Start Supplied material
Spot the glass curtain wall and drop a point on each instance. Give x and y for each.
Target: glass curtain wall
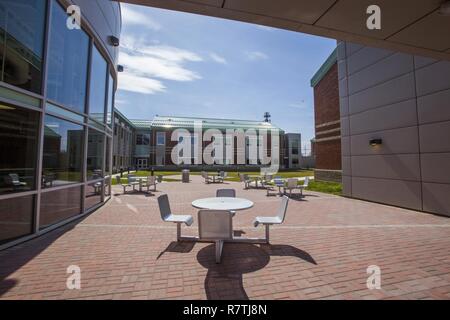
(55, 162)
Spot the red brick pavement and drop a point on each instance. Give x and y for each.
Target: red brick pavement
(322, 251)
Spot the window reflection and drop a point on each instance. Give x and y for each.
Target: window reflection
(68, 62)
(21, 43)
(97, 93)
(109, 108)
(18, 148)
(16, 218)
(63, 150)
(93, 194)
(59, 205)
(95, 156)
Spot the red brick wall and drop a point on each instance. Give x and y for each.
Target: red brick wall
(326, 109)
(328, 155)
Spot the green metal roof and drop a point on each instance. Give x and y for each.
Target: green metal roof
(326, 66)
(209, 123)
(141, 124)
(124, 118)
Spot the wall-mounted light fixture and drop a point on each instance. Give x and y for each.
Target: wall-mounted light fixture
(375, 142)
(445, 9)
(114, 41)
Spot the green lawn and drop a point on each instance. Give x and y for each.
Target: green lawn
(325, 187)
(320, 186)
(232, 175)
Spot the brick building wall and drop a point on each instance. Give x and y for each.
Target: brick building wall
(327, 147)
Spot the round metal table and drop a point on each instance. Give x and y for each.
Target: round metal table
(222, 203)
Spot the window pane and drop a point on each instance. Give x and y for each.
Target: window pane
(16, 218)
(93, 194)
(50, 108)
(98, 86)
(22, 42)
(108, 156)
(95, 157)
(63, 150)
(160, 138)
(59, 205)
(110, 100)
(18, 148)
(68, 61)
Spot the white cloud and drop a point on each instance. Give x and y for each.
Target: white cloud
(140, 84)
(256, 55)
(219, 59)
(266, 28)
(145, 66)
(133, 17)
(299, 105)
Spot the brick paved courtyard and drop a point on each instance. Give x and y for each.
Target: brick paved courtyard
(322, 251)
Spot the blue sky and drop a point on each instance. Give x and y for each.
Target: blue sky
(191, 65)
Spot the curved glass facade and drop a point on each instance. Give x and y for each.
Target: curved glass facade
(56, 97)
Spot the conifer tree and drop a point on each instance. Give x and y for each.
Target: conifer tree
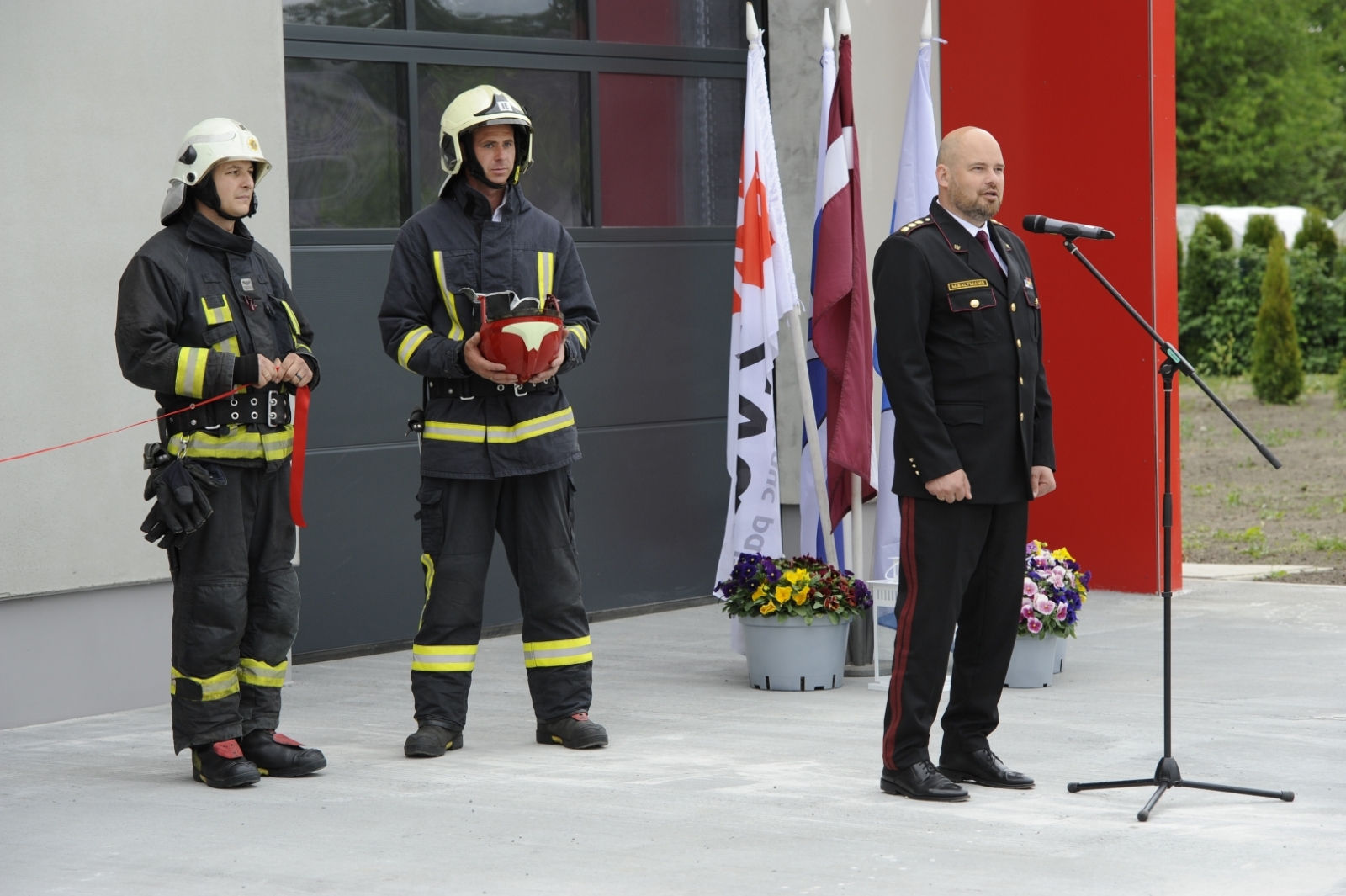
(1278, 368)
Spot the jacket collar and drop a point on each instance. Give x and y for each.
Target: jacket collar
(964, 244)
(206, 233)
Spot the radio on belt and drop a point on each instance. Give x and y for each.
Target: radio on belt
(522, 332)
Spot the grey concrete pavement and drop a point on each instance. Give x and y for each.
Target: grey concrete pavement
(713, 787)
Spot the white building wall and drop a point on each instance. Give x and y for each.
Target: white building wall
(886, 35)
(94, 98)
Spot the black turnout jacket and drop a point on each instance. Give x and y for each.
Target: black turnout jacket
(960, 348)
(195, 307)
(475, 429)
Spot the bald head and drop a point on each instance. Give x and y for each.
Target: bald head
(972, 174)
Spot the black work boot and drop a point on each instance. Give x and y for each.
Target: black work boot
(432, 740)
(575, 732)
(279, 756)
(222, 765)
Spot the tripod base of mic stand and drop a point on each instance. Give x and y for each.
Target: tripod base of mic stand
(1166, 777)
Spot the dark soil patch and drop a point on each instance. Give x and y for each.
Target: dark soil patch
(1237, 509)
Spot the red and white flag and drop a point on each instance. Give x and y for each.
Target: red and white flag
(764, 291)
(841, 330)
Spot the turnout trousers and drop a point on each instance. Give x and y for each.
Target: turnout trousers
(235, 610)
(535, 517)
(962, 565)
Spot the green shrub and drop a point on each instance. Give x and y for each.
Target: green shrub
(1317, 233)
(1262, 231)
(1276, 368)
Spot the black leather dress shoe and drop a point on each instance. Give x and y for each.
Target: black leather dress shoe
(921, 781)
(983, 767)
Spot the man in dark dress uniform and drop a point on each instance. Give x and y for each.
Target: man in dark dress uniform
(960, 348)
End Supplied material
▶ [Do this]: Quote only the lines from the line containing "Spot the radio" through the end of the listing, please, keeping both the first and the last line.

▶ [Written response]:
Spot the radio on belt and drop a point on each instance. Give x and y for each.
Target: radio on belt
(522, 332)
Spot the grey concrete pavement and drop a point on each instance. Give x and y for each.
Target: grey concrete pavement
(713, 787)
Spot the white building wall and drop a point on each instance. Give x and y for each.
Target: white building wall
(886, 35)
(94, 98)
Spot the black turnout jacket and drop a point on each instance. Give x and y for each.
Target: black turnout jacket
(960, 348)
(195, 307)
(475, 429)
Spot the bald head and drop a point on each instance. Give x and y for each.
Target: bald head
(972, 174)
Spot the black work boot and drop a point on each instance. Give x and y for each.
Target: black work boot
(432, 740)
(575, 732)
(279, 756)
(222, 765)
Spot the tripod base of mic stand and drop a point on each instance. Give x and y for each.
Target: tripod base of mic stand
(1166, 777)
Spot the dark soil patch and drop a point on each instance. Give x and y for each.
Target: dark soil patch
(1237, 509)
Spot the red and white flag and drop a point on each instance. Give x and y for each.
Target: red and white flag
(764, 291)
(841, 330)
Spot the turnout trousers and drop a point on each instance. Give x and y for each.
Target: turnout trousers
(235, 610)
(535, 517)
(962, 565)
Spot the green shrub and drop a point on each instance. Give x and y for each.
Target: green shrub
(1317, 233)
(1262, 231)
(1276, 368)
Spot the black leather dress shoe and drop a point on each instance. Give x and y for each.
Target: black leather dress shoe
(921, 781)
(983, 767)
Spot the man in dark dress uniform and drop a point on each instance. Give x and y for each.
Target: man in dark dress uniform
(960, 348)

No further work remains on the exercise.